Pull out each line of the material below that contains the word "lamp", and copy those lines unchanged.
[Start of Entries]
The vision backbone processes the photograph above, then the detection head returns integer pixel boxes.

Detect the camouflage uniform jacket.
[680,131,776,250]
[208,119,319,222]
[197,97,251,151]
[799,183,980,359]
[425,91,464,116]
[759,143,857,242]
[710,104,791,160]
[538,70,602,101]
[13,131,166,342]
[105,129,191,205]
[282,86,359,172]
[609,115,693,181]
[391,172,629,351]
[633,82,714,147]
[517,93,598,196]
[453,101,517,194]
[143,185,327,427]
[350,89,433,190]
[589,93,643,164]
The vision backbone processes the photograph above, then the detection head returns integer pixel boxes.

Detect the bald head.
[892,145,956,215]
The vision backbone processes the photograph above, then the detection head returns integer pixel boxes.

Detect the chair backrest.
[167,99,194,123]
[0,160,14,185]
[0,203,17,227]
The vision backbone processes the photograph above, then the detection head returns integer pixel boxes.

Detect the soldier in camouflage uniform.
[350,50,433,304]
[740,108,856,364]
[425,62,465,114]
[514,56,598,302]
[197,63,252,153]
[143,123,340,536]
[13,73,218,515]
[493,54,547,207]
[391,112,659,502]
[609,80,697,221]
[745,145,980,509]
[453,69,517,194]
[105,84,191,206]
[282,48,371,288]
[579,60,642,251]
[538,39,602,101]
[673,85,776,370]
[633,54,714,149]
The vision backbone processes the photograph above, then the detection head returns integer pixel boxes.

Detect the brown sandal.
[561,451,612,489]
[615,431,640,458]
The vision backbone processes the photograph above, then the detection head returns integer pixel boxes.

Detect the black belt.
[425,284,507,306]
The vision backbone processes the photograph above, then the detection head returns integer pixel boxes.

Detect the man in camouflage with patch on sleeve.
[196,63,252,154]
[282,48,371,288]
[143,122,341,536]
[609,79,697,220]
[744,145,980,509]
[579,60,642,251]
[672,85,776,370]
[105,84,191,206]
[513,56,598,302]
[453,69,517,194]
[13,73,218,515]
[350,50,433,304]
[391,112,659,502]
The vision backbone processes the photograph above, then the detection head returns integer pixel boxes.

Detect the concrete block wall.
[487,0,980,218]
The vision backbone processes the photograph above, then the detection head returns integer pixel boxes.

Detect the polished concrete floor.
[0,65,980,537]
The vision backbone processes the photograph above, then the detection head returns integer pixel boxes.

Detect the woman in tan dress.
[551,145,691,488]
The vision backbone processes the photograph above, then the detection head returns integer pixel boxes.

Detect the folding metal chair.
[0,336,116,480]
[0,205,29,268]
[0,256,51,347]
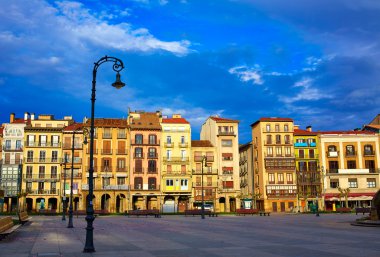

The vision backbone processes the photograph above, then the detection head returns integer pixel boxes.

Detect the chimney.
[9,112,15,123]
[End of Entries]
[Start of Entries]
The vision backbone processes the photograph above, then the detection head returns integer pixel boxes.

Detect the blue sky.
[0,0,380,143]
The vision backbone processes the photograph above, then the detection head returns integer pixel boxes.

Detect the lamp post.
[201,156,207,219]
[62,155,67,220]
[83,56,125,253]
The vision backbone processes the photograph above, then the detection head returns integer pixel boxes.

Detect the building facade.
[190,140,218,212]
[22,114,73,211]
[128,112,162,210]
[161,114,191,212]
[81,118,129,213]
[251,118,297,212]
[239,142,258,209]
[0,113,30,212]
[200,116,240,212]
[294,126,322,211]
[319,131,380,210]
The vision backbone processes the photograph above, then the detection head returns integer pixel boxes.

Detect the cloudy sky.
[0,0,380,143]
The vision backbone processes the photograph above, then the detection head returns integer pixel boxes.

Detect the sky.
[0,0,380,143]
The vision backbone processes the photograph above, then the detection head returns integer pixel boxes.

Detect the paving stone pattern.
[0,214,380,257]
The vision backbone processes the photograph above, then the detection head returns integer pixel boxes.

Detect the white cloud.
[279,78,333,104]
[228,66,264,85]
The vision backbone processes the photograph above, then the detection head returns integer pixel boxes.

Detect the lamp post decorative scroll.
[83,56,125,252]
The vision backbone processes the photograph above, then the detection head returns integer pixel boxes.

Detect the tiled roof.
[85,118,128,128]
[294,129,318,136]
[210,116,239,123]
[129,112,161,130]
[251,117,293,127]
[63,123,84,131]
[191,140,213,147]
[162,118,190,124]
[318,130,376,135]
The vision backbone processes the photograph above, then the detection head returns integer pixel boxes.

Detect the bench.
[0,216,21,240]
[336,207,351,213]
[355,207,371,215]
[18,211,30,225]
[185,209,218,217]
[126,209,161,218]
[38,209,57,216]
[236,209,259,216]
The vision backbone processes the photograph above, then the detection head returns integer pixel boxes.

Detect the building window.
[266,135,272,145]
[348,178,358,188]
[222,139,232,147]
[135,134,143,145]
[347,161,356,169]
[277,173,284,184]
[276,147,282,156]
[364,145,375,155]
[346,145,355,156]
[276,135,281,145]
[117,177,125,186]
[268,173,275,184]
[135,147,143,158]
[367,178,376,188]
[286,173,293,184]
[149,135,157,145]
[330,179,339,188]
[End of Entries]
[Start of Entries]
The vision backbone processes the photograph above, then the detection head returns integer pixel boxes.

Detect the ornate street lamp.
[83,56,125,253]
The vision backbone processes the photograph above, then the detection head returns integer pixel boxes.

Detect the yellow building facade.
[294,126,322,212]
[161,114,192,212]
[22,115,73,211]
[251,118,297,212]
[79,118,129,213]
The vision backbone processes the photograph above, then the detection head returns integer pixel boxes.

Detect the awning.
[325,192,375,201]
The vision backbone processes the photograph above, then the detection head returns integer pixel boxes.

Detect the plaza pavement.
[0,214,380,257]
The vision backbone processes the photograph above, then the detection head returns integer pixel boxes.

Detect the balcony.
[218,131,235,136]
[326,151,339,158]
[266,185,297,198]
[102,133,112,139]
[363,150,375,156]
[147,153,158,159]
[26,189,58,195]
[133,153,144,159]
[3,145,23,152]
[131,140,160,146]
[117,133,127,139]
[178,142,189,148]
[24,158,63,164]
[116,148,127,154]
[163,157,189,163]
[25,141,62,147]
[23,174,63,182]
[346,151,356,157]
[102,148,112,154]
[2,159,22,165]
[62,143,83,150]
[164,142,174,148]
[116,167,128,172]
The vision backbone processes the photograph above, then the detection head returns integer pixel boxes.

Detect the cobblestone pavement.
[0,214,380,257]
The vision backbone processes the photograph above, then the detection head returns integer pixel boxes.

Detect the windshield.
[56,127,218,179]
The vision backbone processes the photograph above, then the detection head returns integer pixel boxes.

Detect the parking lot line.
[End of Entries]
**Expected answer:**
Detect the lamp post.
Detect the lamp post decorative scroll.
Detect the ornate street lamp.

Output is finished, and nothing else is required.